WHAT IS BEING ASKED:
Count how many lines in the items below contain the string "door". Reply with that number alone.

# start of DATA ENTRIES

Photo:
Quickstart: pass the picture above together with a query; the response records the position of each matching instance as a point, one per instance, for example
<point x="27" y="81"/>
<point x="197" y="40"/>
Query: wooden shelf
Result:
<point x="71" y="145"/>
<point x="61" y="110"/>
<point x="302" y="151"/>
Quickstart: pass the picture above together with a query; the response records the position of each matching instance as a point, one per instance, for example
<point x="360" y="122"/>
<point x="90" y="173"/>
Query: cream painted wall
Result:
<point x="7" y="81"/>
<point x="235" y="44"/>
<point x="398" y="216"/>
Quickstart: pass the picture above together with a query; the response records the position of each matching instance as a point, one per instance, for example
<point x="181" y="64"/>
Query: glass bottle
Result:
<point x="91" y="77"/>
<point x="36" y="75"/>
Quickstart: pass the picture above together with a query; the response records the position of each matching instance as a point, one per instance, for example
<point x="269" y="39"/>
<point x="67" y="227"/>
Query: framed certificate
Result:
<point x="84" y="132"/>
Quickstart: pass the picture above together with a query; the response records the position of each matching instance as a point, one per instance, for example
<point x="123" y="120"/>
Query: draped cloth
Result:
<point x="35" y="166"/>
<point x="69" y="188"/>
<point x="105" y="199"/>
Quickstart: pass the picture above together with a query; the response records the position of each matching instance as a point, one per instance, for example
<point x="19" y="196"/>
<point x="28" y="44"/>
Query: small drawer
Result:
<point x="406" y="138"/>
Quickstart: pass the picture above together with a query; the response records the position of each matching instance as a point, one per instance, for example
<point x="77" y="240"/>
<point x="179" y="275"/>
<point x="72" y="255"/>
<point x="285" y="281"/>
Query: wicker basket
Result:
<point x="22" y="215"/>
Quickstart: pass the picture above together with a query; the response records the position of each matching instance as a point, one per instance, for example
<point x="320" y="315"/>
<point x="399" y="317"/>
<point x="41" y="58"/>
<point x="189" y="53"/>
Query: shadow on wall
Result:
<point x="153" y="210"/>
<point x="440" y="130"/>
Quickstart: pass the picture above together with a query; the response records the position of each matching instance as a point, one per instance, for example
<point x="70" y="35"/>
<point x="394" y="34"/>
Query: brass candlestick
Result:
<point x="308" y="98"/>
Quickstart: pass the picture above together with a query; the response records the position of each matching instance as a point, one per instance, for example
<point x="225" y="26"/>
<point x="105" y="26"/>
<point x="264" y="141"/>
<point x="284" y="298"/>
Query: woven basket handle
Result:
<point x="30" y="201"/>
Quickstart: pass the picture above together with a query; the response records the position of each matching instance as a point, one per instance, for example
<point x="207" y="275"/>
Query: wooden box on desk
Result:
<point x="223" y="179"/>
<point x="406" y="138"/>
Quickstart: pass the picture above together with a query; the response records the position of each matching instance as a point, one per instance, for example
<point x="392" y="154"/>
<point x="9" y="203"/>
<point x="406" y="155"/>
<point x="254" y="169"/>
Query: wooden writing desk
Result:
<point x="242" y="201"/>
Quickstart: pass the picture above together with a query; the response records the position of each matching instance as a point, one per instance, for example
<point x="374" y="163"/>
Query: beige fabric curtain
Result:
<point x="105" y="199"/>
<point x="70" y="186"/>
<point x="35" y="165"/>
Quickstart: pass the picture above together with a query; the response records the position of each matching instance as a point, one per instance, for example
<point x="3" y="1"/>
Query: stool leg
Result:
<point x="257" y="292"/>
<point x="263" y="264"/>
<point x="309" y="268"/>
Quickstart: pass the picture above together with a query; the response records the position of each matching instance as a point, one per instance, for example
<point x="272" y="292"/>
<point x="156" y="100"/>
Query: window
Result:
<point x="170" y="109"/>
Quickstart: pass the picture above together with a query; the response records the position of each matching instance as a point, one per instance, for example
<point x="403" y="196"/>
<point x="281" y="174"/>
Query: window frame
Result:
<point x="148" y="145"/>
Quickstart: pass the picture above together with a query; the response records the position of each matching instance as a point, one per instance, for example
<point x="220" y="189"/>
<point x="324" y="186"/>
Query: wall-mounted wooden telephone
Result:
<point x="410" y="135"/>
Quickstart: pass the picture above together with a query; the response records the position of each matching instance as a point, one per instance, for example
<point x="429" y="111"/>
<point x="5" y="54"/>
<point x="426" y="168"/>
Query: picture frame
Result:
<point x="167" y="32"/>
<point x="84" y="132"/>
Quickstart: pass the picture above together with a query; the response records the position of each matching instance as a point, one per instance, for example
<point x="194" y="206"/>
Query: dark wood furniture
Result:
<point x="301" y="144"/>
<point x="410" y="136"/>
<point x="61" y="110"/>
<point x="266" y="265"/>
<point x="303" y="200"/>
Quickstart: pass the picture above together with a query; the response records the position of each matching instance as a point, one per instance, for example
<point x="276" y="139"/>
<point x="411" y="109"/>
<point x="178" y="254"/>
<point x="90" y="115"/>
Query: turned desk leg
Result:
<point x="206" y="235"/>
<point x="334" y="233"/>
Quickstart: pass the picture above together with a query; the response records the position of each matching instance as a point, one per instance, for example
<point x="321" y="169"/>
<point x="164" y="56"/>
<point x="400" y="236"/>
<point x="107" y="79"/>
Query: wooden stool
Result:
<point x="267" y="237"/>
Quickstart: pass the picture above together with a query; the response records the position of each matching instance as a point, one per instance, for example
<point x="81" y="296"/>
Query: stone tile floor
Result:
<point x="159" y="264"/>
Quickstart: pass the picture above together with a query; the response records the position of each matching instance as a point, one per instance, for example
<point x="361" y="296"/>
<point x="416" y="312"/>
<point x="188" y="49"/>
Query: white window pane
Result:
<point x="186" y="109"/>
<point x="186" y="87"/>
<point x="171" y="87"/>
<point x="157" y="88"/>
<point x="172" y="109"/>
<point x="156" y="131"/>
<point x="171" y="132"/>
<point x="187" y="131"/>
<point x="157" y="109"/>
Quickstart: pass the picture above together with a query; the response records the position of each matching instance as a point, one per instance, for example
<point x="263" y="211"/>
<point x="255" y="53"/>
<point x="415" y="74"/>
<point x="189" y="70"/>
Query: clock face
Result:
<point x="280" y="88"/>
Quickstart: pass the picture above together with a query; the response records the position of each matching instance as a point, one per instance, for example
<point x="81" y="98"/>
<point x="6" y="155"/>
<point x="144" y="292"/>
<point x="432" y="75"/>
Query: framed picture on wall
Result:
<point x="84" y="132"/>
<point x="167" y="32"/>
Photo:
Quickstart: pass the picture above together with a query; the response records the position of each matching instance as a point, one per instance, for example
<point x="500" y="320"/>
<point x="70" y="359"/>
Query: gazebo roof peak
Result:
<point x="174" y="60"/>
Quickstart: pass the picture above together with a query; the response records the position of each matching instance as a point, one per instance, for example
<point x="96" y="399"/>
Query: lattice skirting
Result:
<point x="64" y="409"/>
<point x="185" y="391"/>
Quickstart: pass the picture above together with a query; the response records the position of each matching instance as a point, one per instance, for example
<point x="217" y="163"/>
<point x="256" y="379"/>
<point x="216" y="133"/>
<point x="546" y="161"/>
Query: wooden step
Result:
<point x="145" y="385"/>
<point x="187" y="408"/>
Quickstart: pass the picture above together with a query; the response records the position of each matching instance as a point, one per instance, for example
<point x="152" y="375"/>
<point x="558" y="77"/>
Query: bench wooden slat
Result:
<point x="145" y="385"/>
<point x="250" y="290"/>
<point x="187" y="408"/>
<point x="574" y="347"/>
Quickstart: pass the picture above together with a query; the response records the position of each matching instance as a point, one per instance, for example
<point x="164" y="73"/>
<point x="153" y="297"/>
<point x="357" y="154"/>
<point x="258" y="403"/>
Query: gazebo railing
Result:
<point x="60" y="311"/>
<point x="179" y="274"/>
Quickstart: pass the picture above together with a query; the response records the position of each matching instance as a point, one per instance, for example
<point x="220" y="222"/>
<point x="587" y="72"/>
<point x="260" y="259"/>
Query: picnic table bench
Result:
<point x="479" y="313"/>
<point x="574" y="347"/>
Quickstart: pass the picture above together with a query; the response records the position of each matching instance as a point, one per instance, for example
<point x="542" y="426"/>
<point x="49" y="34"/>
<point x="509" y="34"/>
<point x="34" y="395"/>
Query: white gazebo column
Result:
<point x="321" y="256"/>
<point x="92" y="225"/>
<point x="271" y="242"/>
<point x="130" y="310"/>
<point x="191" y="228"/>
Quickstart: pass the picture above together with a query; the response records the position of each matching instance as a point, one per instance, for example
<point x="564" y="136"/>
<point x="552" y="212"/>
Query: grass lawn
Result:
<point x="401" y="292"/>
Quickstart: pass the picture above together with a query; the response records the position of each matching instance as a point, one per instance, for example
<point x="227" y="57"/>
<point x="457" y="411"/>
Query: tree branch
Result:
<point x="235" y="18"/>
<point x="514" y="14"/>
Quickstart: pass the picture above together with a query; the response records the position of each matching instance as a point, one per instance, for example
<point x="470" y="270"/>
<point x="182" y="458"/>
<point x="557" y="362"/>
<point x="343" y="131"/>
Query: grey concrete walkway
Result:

# end of DATA ENTRIES
# start of DATA ENTRIES

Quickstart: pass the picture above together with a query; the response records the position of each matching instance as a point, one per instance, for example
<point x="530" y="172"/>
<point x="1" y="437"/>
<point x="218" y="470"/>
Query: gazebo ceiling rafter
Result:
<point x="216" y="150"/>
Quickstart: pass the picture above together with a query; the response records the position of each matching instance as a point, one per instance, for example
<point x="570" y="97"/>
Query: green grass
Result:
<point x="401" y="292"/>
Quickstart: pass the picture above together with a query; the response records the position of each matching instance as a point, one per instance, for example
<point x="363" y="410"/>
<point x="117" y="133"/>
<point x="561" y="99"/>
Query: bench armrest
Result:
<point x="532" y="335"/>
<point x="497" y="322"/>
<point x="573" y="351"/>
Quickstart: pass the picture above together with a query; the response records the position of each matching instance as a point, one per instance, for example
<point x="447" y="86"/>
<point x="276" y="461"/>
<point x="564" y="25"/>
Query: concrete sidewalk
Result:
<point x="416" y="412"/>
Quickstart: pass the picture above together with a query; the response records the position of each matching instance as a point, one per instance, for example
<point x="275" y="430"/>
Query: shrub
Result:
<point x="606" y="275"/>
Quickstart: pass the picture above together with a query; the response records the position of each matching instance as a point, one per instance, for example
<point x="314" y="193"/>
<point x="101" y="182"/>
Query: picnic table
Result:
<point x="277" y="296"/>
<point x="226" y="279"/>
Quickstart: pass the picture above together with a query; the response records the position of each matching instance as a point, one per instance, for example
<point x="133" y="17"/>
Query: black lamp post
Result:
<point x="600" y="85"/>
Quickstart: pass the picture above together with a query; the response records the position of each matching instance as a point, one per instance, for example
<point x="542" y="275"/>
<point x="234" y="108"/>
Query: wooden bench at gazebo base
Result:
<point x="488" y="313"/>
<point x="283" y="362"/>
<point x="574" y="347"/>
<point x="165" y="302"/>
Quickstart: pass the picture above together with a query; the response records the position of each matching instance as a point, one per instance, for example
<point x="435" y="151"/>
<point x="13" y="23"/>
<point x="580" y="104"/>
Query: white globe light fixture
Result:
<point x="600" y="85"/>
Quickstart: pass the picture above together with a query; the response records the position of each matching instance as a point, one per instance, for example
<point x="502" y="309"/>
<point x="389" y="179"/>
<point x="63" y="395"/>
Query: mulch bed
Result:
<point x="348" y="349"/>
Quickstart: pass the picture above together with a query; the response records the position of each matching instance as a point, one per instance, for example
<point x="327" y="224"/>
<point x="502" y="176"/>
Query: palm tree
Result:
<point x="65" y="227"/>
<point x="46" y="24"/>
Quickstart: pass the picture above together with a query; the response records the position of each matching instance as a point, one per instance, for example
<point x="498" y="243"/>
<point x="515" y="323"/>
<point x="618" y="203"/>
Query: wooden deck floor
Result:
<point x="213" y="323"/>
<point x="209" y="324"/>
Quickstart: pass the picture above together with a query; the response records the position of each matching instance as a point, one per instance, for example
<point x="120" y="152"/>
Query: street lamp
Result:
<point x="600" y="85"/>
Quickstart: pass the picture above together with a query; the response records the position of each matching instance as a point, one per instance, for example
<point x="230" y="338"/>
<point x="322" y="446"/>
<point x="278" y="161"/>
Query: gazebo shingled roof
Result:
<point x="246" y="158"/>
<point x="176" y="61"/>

# end of DATA ENTRIES
# start of DATA ENTRIES

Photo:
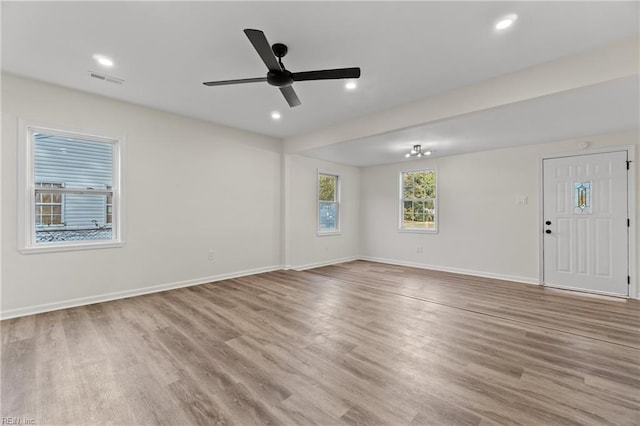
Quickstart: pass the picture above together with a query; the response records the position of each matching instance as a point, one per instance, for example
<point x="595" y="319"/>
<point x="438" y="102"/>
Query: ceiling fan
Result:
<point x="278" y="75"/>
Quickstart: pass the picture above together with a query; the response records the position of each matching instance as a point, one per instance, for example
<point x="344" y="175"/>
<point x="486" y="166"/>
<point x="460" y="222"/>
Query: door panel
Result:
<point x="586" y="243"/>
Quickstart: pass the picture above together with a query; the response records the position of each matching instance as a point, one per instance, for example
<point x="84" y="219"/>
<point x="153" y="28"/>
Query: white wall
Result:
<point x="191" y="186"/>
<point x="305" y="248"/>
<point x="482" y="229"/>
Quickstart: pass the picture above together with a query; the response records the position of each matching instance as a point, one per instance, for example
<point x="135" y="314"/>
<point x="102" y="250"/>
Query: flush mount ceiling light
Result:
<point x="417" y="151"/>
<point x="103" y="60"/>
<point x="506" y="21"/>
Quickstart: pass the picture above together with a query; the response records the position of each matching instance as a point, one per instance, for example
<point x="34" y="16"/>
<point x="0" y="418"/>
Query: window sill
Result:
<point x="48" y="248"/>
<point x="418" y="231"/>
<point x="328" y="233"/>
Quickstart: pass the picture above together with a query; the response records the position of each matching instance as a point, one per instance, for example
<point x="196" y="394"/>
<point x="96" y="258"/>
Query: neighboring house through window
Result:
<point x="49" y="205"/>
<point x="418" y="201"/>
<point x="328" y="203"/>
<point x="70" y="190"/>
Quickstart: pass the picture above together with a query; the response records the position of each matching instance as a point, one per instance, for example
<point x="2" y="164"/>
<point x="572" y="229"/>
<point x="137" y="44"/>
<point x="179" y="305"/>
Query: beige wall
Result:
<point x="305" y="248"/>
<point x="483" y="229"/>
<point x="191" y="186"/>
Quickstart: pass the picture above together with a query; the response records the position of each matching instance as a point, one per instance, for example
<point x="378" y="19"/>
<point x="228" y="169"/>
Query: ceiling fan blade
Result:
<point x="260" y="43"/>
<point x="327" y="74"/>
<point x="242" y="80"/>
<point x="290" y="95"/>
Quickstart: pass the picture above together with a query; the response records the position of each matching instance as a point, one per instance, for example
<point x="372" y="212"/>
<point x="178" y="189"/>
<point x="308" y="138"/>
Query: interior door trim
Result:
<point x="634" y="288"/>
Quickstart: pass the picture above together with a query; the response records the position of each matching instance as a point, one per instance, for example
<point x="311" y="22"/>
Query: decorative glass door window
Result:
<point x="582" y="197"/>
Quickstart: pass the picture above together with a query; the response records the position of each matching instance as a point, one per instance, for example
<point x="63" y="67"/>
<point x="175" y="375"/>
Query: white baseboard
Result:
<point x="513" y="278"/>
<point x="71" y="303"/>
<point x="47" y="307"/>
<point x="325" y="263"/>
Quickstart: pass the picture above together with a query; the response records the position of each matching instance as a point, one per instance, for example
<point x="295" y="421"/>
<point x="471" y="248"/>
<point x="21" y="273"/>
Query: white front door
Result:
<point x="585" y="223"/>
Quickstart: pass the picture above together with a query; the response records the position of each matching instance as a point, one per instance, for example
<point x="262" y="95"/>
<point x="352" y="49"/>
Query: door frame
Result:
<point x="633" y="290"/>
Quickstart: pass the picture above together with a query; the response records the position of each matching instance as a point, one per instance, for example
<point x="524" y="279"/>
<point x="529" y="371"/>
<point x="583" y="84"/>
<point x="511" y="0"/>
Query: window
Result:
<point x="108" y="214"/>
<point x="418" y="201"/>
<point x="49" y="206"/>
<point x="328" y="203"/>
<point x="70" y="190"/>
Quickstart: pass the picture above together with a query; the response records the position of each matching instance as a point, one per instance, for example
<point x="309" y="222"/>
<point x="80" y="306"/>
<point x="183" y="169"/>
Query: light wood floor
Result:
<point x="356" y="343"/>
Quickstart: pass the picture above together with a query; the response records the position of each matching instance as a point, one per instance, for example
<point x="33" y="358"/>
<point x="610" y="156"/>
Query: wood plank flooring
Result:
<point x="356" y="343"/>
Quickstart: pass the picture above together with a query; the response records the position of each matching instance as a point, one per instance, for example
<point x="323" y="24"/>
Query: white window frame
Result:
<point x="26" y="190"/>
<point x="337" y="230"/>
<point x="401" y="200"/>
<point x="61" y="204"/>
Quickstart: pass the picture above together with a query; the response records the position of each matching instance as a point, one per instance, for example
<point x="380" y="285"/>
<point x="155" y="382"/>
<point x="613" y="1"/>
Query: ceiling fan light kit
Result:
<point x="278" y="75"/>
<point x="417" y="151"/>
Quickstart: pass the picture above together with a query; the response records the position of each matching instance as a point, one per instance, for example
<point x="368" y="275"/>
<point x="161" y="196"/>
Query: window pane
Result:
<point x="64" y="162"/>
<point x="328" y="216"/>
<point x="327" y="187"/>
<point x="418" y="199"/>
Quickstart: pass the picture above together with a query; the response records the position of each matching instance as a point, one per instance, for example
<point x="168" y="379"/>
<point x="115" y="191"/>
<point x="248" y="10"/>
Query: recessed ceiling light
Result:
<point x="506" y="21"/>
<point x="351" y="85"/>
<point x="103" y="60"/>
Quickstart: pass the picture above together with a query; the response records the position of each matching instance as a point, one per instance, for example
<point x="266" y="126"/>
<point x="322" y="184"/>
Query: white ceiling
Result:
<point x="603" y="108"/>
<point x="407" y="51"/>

# end of DATA ENTRIES

WRITTEN ANSWER:
5